WORK TO DO = Convert the lines from the line containing "59, row 60." up to and including the line containing "column 220, row 283" into a Markdown table with the columns "No." and "Text", numbering each row and leaving out any blank lines. Include only those lines.

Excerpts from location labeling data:
::::::::
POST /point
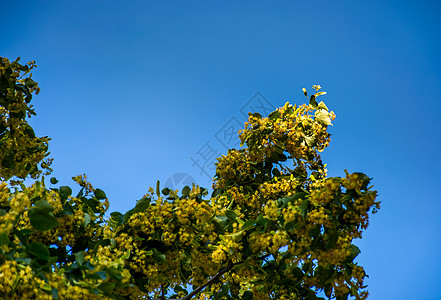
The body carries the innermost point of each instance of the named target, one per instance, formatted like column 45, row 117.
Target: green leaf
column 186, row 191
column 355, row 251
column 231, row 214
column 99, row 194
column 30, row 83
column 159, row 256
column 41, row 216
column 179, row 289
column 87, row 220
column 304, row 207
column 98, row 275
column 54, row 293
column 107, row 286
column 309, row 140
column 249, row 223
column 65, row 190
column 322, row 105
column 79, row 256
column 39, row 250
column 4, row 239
::::::::
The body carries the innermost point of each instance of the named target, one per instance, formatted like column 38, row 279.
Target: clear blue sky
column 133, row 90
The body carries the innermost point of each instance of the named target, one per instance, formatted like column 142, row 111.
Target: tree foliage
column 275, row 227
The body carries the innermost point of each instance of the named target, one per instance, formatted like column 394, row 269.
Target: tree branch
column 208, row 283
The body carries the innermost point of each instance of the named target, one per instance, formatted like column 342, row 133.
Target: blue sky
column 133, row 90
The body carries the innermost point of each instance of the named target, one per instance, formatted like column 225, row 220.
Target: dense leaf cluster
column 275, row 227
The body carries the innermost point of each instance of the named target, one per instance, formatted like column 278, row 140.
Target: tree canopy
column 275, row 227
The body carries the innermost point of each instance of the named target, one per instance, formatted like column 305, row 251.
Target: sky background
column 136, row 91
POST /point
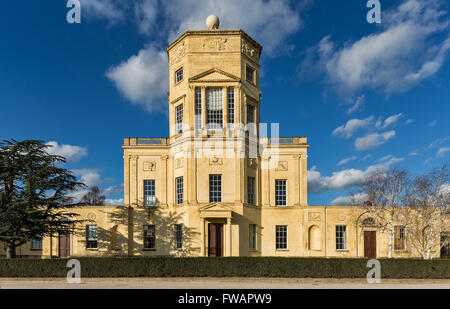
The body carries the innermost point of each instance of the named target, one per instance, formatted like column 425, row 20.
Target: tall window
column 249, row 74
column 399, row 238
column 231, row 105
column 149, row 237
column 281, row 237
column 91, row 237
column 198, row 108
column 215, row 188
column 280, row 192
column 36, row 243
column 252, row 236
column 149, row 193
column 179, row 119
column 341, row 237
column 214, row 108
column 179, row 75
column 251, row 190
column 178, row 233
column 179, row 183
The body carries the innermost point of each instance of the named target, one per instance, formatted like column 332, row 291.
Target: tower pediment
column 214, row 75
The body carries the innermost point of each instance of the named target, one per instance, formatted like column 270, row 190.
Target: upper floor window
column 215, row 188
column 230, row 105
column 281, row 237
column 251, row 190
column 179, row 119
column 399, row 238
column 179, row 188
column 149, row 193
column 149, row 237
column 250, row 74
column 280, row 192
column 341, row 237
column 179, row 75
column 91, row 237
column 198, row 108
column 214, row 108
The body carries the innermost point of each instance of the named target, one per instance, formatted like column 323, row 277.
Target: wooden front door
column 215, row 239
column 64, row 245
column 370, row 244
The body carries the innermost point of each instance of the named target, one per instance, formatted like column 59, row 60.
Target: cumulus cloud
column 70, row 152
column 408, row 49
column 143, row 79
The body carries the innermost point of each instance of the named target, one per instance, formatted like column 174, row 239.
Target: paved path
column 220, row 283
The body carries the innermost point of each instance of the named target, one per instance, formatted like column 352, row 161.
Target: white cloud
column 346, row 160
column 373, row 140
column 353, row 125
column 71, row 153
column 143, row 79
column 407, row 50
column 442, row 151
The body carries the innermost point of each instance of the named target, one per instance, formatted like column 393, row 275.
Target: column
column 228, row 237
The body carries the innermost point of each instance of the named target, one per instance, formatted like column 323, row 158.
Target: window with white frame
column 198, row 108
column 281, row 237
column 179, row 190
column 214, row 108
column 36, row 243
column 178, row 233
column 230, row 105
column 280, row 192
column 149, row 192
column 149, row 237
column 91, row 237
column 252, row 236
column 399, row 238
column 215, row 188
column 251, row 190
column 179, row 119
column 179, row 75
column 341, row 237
::::::::
EXERCISE OUTPUT =
| No. | Text |
|---|---|
| 1 | The body carries the innermost point of each instance of the named target, one per instance, formatted like column 59, row 60. |
| 2 | Target: cumulus cloud |
| 3 | column 70, row 152 |
| 4 | column 408, row 49 |
| 5 | column 143, row 79 |
| 6 | The body carries the innermost point of each instance of the named target, one per instance, formatted like column 174, row 239. |
| 7 | Target: paved path |
| 8 | column 220, row 283 |